>>

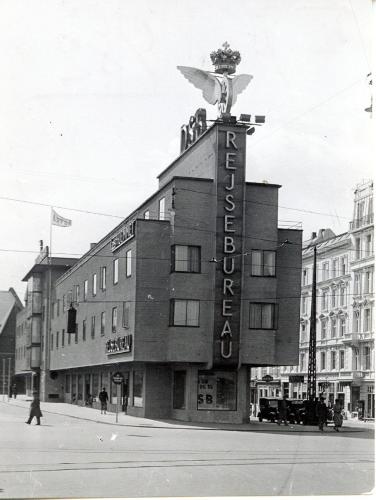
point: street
(71, 457)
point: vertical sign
(230, 186)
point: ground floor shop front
(184, 392)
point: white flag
(57, 220)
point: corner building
(185, 295)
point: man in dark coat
(103, 398)
(35, 409)
(321, 413)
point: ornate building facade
(345, 317)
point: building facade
(344, 323)
(181, 298)
(10, 305)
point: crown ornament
(225, 60)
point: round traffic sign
(117, 378)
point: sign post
(118, 379)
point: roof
(8, 300)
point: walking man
(103, 398)
(35, 409)
(321, 413)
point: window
(114, 319)
(103, 278)
(186, 259)
(128, 263)
(334, 328)
(325, 271)
(357, 248)
(126, 311)
(92, 327)
(367, 358)
(103, 323)
(184, 312)
(324, 300)
(161, 209)
(138, 382)
(323, 361)
(335, 268)
(178, 400)
(115, 271)
(262, 316)
(84, 330)
(341, 360)
(323, 328)
(333, 359)
(367, 320)
(262, 263)
(344, 265)
(342, 326)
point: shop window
(179, 390)
(262, 316)
(263, 263)
(138, 382)
(216, 390)
(186, 259)
(128, 263)
(184, 312)
(115, 271)
(103, 323)
(126, 312)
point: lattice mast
(312, 336)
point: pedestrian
(103, 398)
(337, 417)
(35, 409)
(282, 414)
(321, 413)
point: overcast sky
(91, 105)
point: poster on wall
(216, 390)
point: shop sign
(119, 345)
(125, 234)
(229, 246)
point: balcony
(366, 220)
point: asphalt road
(68, 457)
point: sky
(91, 106)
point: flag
(57, 220)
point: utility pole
(312, 336)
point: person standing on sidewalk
(337, 415)
(35, 409)
(282, 414)
(103, 398)
(321, 413)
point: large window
(103, 323)
(262, 316)
(103, 278)
(115, 271)
(178, 402)
(114, 320)
(216, 390)
(186, 259)
(138, 382)
(263, 263)
(128, 263)
(184, 312)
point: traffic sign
(117, 378)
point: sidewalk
(94, 415)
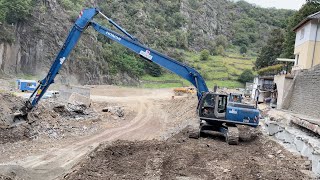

<<

## WHAT TO DO
All the records above need to be given again word for word. Skip the pictures.

## EXERCISE SOLUTION
point: street
(71, 457)
point: vertical sign
(230, 186)
point: ground floor shop front
(184, 392)
point: white flag
(57, 220)
point: corner building
(185, 295)
point: man in dark coat
(103, 398)
(35, 409)
(321, 413)
point: ornate building facade
(345, 317)
point: building facade
(344, 323)
(181, 298)
(10, 305)
point: crown ornament
(225, 60)
point: round traffic sign
(117, 378)
point: sign post
(118, 379)
point: roof
(8, 300)
point: walking man
(103, 398)
(35, 409)
(321, 413)
point: window
(114, 319)
(103, 278)
(186, 259)
(128, 263)
(334, 328)
(325, 271)
(357, 248)
(126, 311)
(92, 327)
(367, 358)
(103, 323)
(184, 312)
(324, 300)
(161, 209)
(138, 382)
(323, 361)
(335, 268)
(178, 400)
(115, 271)
(262, 316)
(84, 330)
(341, 360)
(323, 328)
(333, 359)
(367, 320)
(262, 263)
(344, 265)
(342, 326)
point: shop window
(179, 390)
(262, 316)
(263, 263)
(138, 382)
(216, 390)
(186, 259)
(128, 263)
(184, 312)
(115, 271)
(103, 323)
(126, 312)
point: lattice mast
(312, 336)
point: pedestrian
(103, 398)
(337, 417)
(35, 409)
(282, 414)
(321, 413)
point: overcast sky
(91, 105)
point: poster on wall
(216, 390)
point: shop sign
(119, 345)
(125, 234)
(229, 246)
point: balcony
(366, 220)
point: asphalt road
(68, 457)
point: sky
(91, 106)
point: flag
(57, 220)
point: utility pole
(312, 336)
point: person standing on sidewalk
(337, 415)
(35, 409)
(282, 414)
(103, 398)
(321, 413)
point: large window
(103, 323)
(262, 316)
(103, 278)
(115, 271)
(178, 402)
(114, 320)
(216, 390)
(186, 259)
(138, 382)
(263, 263)
(128, 263)
(184, 312)
point: traffic sign
(117, 378)
point: sidewalk
(94, 415)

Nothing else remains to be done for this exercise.